> [Given problem] Can you copy the listing below exactly, starting at the line with "Study the picture above. For each instance of the bare" and continuing through the last line of the listing, with both of those lines included?

> [Information shown]
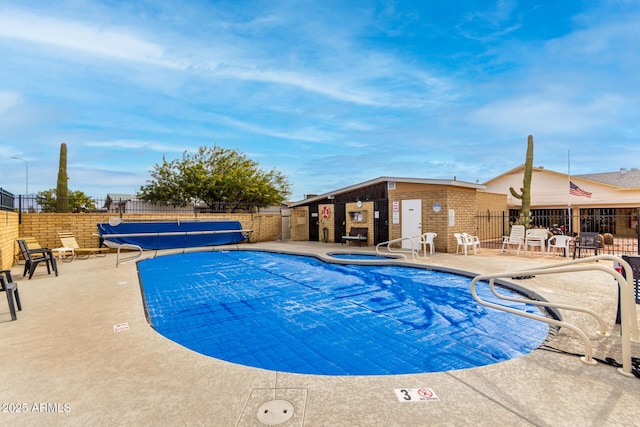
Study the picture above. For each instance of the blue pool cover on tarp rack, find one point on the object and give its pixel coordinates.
(173, 234)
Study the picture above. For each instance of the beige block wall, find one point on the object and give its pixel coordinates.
(44, 227)
(8, 234)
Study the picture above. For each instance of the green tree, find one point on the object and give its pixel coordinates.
(76, 201)
(62, 190)
(215, 176)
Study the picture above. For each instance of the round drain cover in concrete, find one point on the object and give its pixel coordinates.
(275, 412)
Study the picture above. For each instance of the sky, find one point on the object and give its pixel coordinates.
(330, 93)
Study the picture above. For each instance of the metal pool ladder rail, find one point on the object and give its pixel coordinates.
(418, 240)
(629, 320)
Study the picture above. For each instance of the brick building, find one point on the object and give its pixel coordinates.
(391, 207)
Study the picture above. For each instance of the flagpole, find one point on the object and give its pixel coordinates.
(569, 194)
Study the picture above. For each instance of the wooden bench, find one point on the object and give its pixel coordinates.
(356, 234)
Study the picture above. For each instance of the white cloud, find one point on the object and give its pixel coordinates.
(92, 39)
(9, 100)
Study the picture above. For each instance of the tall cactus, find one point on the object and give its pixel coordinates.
(525, 191)
(62, 190)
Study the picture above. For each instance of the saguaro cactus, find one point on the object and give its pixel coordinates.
(62, 190)
(525, 191)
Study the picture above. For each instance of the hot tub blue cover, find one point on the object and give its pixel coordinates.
(190, 233)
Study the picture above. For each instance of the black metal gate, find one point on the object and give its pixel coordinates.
(339, 221)
(314, 223)
(381, 221)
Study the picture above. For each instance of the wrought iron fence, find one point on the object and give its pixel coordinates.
(120, 206)
(618, 227)
(6, 200)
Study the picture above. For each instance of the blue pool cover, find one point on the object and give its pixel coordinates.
(173, 234)
(298, 314)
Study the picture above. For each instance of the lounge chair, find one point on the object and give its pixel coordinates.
(34, 254)
(472, 241)
(586, 241)
(69, 241)
(559, 242)
(515, 238)
(466, 241)
(11, 288)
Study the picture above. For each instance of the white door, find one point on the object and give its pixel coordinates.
(411, 222)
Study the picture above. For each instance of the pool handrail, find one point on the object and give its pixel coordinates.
(629, 323)
(401, 250)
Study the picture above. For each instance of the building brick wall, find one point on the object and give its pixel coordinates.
(299, 224)
(328, 223)
(461, 201)
(361, 217)
(9, 230)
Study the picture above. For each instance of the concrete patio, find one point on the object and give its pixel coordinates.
(65, 363)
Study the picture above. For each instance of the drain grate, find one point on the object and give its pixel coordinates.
(275, 412)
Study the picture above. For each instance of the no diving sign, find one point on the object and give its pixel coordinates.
(416, 394)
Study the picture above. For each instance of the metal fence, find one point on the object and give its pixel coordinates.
(618, 227)
(6, 200)
(120, 206)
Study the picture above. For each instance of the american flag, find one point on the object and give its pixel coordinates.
(577, 191)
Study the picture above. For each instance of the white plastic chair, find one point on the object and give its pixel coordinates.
(515, 238)
(461, 242)
(472, 241)
(427, 239)
(536, 238)
(559, 242)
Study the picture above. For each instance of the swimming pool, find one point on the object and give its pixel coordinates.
(299, 314)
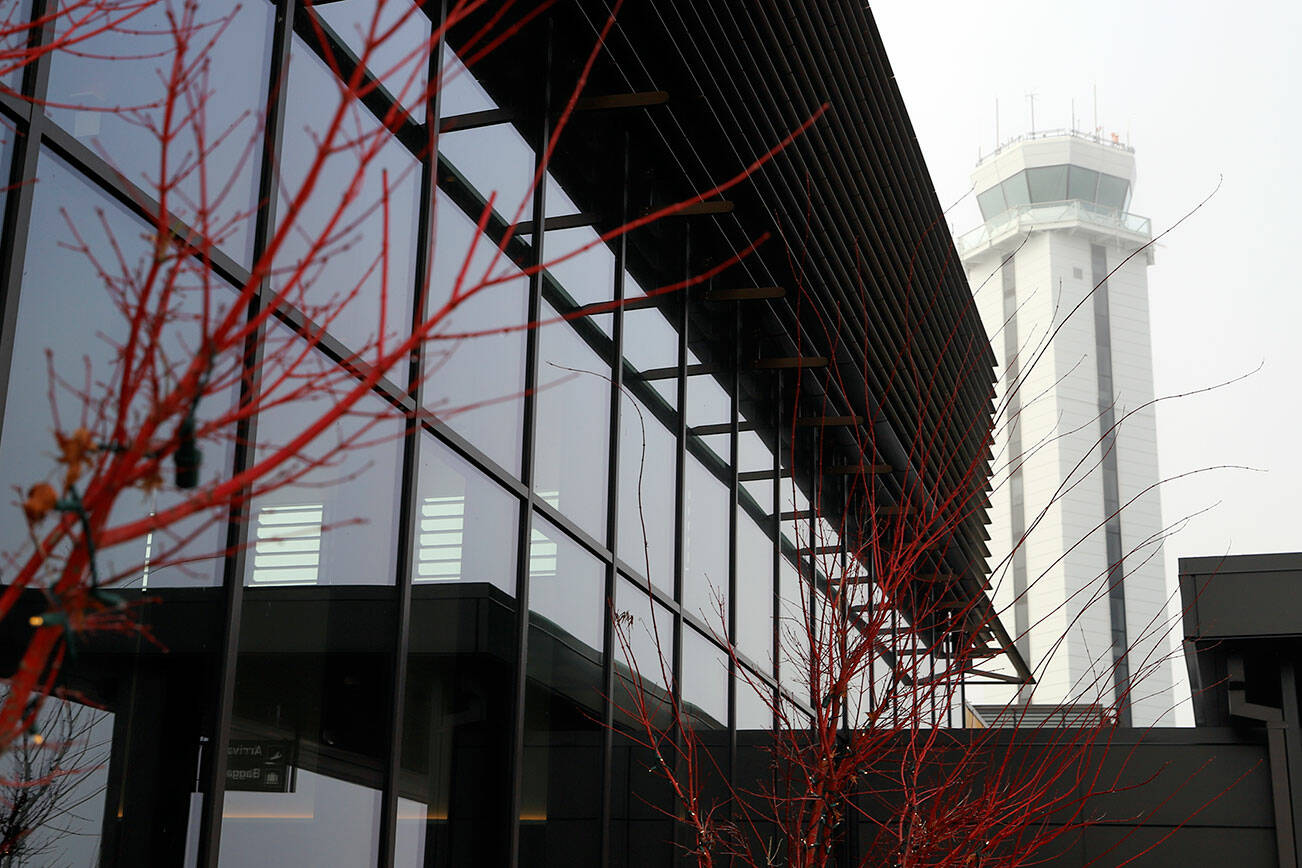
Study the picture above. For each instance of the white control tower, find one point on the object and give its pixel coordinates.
(1076, 513)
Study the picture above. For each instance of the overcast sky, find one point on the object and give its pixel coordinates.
(1202, 94)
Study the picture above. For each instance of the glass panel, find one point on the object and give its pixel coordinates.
(647, 486)
(460, 94)
(333, 521)
(1112, 191)
(557, 201)
(708, 404)
(754, 703)
(754, 591)
(344, 283)
(563, 704)
(457, 726)
(1048, 182)
(567, 586)
(495, 160)
(573, 426)
(991, 203)
(475, 384)
(465, 522)
(639, 797)
(1081, 184)
(56, 786)
(1014, 190)
(705, 578)
(793, 634)
(112, 89)
(650, 643)
(705, 681)
(586, 277)
(753, 453)
(11, 21)
(400, 61)
(651, 342)
(57, 280)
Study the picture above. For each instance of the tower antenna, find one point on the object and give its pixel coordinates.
(1095, 109)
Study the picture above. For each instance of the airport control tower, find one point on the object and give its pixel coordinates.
(1059, 272)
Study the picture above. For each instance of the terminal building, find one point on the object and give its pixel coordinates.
(432, 685)
(1059, 271)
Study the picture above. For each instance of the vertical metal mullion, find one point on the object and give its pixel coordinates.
(733, 483)
(516, 759)
(409, 512)
(777, 539)
(17, 212)
(680, 517)
(612, 522)
(210, 830)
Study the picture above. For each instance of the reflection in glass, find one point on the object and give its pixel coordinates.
(453, 776)
(991, 203)
(1048, 182)
(705, 578)
(651, 342)
(465, 522)
(344, 285)
(572, 444)
(754, 703)
(55, 786)
(586, 277)
(335, 522)
(646, 486)
(650, 643)
(55, 283)
(7, 137)
(495, 160)
(1014, 190)
(754, 591)
(1112, 191)
(458, 91)
(563, 730)
(305, 759)
(793, 633)
(705, 681)
(475, 384)
(112, 83)
(1081, 184)
(401, 60)
(16, 13)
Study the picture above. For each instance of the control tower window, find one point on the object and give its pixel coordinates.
(991, 203)
(1014, 190)
(1047, 182)
(1081, 184)
(1112, 191)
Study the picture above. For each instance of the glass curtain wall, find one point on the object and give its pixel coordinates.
(358, 659)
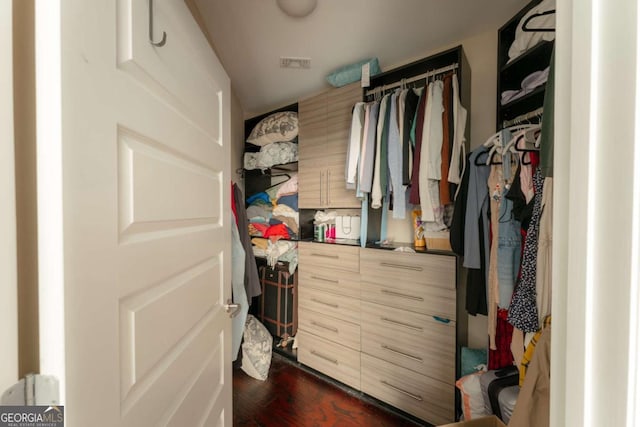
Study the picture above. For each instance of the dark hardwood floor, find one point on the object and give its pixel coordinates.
(295, 396)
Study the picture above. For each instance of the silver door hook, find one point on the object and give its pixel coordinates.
(164, 34)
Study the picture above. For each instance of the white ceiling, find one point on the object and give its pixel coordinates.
(250, 36)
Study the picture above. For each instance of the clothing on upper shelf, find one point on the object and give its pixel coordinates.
(276, 153)
(528, 85)
(525, 40)
(548, 120)
(275, 216)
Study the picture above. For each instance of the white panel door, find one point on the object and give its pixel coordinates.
(145, 239)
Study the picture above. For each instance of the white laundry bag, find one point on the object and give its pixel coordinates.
(256, 349)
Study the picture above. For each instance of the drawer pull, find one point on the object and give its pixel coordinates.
(393, 350)
(326, 256)
(402, 266)
(406, 325)
(325, 303)
(441, 319)
(411, 395)
(322, 356)
(325, 280)
(328, 328)
(401, 295)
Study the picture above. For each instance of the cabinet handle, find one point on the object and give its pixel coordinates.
(393, 350)
(328, 328)
(406, 325)
(411, 395)
(398, 294)
(321, 192)
(325, 280)
(326, 256)
(328, 304)
(404, 267)
(328, 188)
(322, 356)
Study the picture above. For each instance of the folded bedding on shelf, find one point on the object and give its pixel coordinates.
(288, 187)
(277, 153)
(290, 200)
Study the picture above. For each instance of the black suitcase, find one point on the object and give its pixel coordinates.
(278, 306)
(492, 383)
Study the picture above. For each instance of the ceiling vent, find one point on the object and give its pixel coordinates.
(291, 62)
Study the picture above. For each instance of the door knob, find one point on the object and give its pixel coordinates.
(231, 308)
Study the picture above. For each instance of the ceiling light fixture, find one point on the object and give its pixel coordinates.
(297, 8)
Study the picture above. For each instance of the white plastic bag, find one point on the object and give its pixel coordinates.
(256, 349)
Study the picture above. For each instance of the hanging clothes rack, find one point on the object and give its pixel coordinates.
(384, 88)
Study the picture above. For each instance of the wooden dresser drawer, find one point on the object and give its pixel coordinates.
(330, 304)
(426, 398)
(334, 360)
(424, 299)
(331, 257)
(411, 340)
(339, 331)
(382, 266)
(343, 282)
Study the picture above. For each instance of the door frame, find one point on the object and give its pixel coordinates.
(596, 226)
(8, 250)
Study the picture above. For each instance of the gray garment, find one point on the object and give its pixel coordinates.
(477, 206)
(395, 162)
(251, 278)
(368, 149)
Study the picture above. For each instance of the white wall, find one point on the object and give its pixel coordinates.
(237, 139)
(8, 269)
(596, 227)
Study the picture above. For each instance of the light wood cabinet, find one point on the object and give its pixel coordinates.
(324, 122)
(329, 315)
(408, 331)
(383, 322)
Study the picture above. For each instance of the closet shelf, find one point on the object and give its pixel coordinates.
(537, 56)
(533, 94)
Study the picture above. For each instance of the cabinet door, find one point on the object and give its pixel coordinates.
(311, 184)
(312, 122)
(312, 142)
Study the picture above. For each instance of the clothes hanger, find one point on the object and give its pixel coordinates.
(527, 29)
(281, 182)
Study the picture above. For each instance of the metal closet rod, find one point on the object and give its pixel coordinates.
(523, 117)
(426, 75)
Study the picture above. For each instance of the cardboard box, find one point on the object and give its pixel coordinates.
(490, 421)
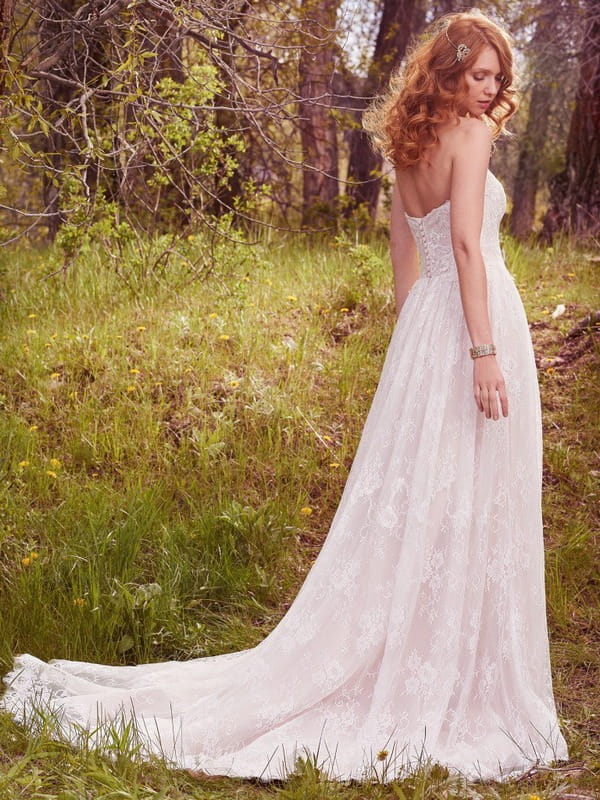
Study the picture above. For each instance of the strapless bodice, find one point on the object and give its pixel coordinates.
(434, 243)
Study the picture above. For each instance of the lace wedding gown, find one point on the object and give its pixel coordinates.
(421, 627)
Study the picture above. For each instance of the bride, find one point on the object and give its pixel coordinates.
(420, 631)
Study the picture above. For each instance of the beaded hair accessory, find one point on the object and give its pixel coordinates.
(462, 51)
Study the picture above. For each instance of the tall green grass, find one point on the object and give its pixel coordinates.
(172, 452)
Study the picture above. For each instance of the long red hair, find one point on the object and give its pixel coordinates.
(427, 90)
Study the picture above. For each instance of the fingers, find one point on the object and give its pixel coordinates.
(492, 400)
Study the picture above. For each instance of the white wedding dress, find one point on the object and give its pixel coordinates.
(420, 629)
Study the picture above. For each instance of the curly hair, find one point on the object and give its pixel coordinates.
(428, 89)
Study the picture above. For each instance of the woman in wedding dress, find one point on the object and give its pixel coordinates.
(420, 631)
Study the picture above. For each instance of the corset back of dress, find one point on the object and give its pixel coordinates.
(433, 237)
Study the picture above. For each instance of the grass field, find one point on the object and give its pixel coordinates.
(172, 451)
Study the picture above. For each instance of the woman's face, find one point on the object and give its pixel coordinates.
(483, 80)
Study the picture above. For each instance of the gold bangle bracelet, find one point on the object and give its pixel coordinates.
(480, 350)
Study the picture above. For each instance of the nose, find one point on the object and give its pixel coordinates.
(490, 88)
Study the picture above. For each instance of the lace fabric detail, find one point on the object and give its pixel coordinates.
(421, 627)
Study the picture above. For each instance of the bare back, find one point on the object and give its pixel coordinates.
(426, 185)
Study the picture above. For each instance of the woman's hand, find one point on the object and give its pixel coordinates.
(488, 386)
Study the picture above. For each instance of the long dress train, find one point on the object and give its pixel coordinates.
(421, 627)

> [Solution for this task]
Study the picture above. For each instance of the bare back, find one point on the object and give its pixel coordinates.
(426, 185)
Study the picture above. For each instance of the woman's hand, find one point on the object and give its pixel coordinates.
(488, 386)
Study the picture above. For each instance of the long dress train, find one point on the object and give its pixel coordinates.
(421, 627)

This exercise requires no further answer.